>> begin Passage to read
Open durifal opened 11 months ago
Thanks for reporting. What program did you use to generate the PDF? To be sure the error still exist, please try again with latest master branch.
I do not know what generated the PDF, because visitors of our sites uploaded it as Cover letter, which we try to parse so full-text would search also in attachment. I have just edit the PDF in Adobe PDF editor to anonymize data.
We hit this problem multiple times during parsing the PDFs, so if necessary I can anonymize more examples. But it is pretty rare (about 10 PDFs out of 1 000 000). All of them had on one site text on some background color.
I have tested problematic PDF with the same result also on master branch:
Fatal error: Allowed memory size of 1077936128 bytes exhausted (tried to allocate 335544320 bytes) in ........../smalot/pdfparser/src/Smalot/PdfParser/Font.php on line 230
Thank you for the feedback.
A similar issue also hit me. I'll post this here as this looks like a common unhandled exception, but let me know if you need an specific issue. Just like the OP, a small portion of a much larger batch appears to be affected.
As for the PDF creator:
Creator: Adobe Acrobat 7.0
Producer: Adobe Acrobat 7.0 Paper Capture Plug-in
PdfParser exception:
[2023-10-21 07:48:18] ERROR: Allowed memory size of 134217728 bytes exhausted (tried to allocate 204800 bytes) {
"userId":2,"exception":"[object] (
Symfony\\Component\\ErrorHandler\\Error\\FatalError(code: 0):
Allowed memory size of 134217728 bytes exhausted (tried to allocate 204800 bytes) at
vendor/smalot/pdfparser/src/Smalot/PdfParser/RawData/FilterHelper.php:239
)
[stacktrace]
#0 {main}"
}
[2023-10-21 07:48:20] ERROR: Allowed memory size of 134217728 bytes exhausted (tried to allocate 188416 bytes) {
"userId":2,"exception":"[object] (
Symfony\\Component\\ErrorHandler\\Error\\FatalError(code: 0):
Allowed memory size of 134217728 bytes exhausted (tried to allocate 188416 bytes) at
vendor/smalot/pdfparser/src/Smalot/PdfParser/RawData/FilterHelper.php:239
)
>> end Passage to read
>> begin Raw data
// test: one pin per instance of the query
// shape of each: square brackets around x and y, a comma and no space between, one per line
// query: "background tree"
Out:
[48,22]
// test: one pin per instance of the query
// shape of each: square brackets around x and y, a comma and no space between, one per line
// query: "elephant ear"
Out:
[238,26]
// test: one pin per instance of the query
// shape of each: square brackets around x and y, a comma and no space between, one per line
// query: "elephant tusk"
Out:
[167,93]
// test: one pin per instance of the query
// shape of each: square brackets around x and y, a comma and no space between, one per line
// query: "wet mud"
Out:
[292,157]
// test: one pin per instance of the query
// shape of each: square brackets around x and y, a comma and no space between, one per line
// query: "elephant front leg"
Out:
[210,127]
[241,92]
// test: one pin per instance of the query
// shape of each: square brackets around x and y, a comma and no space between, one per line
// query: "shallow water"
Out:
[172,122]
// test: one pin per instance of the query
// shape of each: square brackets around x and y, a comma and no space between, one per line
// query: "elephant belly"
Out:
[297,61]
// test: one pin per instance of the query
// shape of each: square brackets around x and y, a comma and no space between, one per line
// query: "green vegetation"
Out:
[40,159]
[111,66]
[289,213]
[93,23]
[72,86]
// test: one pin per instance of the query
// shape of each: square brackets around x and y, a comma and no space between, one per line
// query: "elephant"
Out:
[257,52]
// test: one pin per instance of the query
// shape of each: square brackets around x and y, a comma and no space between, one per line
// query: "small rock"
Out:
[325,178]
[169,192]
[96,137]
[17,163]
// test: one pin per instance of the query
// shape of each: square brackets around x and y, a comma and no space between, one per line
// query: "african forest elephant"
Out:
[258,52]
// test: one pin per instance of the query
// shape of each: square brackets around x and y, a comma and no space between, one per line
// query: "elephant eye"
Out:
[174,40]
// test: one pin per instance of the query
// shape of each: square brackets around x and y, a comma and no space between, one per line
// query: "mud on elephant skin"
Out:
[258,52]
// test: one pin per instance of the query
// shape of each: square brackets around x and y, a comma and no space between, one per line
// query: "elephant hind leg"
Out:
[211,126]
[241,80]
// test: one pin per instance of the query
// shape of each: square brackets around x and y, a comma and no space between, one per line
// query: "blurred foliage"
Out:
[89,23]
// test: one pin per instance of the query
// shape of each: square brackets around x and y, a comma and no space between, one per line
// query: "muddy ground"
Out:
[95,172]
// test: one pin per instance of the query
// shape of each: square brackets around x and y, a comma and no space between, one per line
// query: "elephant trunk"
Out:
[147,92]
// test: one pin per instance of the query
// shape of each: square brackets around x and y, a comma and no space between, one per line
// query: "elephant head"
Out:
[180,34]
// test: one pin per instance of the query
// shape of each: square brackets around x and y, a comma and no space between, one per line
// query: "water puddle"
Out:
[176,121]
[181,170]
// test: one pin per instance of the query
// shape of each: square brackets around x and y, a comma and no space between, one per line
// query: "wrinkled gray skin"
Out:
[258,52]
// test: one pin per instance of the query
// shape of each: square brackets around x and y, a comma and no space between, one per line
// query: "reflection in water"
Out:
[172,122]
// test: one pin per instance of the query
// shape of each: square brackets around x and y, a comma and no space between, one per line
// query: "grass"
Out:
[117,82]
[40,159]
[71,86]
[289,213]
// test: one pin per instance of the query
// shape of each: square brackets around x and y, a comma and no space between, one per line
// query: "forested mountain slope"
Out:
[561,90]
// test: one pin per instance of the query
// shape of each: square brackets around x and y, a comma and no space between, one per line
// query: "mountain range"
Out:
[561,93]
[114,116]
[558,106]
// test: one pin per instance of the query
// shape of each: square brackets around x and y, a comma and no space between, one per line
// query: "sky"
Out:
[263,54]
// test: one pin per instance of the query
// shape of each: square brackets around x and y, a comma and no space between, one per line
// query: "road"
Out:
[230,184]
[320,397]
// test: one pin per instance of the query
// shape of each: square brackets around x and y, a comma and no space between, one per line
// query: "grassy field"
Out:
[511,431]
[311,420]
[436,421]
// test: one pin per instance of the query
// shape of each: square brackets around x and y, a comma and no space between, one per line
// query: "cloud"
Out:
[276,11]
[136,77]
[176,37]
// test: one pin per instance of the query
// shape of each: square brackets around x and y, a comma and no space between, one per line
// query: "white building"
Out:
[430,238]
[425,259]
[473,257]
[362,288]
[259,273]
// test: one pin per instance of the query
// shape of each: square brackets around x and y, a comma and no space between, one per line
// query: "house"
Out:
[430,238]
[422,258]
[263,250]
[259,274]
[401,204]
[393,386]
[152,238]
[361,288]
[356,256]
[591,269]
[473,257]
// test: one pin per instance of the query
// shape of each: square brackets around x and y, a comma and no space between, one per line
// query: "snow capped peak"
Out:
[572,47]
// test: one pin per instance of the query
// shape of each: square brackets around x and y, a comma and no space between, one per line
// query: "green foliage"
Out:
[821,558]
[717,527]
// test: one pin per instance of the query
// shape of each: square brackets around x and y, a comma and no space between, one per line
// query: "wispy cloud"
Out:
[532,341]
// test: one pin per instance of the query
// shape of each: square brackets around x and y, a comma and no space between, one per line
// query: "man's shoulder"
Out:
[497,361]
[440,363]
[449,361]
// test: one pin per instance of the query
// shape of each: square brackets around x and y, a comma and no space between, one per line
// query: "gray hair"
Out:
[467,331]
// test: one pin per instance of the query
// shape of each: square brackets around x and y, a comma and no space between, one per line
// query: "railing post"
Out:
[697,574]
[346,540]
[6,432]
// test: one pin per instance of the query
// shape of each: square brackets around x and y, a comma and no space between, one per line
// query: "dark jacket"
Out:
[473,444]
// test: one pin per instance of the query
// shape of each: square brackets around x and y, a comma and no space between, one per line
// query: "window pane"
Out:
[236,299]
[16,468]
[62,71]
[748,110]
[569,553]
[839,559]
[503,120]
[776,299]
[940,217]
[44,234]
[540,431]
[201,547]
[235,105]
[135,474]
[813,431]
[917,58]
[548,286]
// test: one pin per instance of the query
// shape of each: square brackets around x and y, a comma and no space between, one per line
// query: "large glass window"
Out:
>> end Raw data
**What you have to do**:
In the thread, about how many PDFs out of 1,000,000 are said to have this problem? These records are separate material, unrelated to the thread.

**Answer to this problem**:
About 10.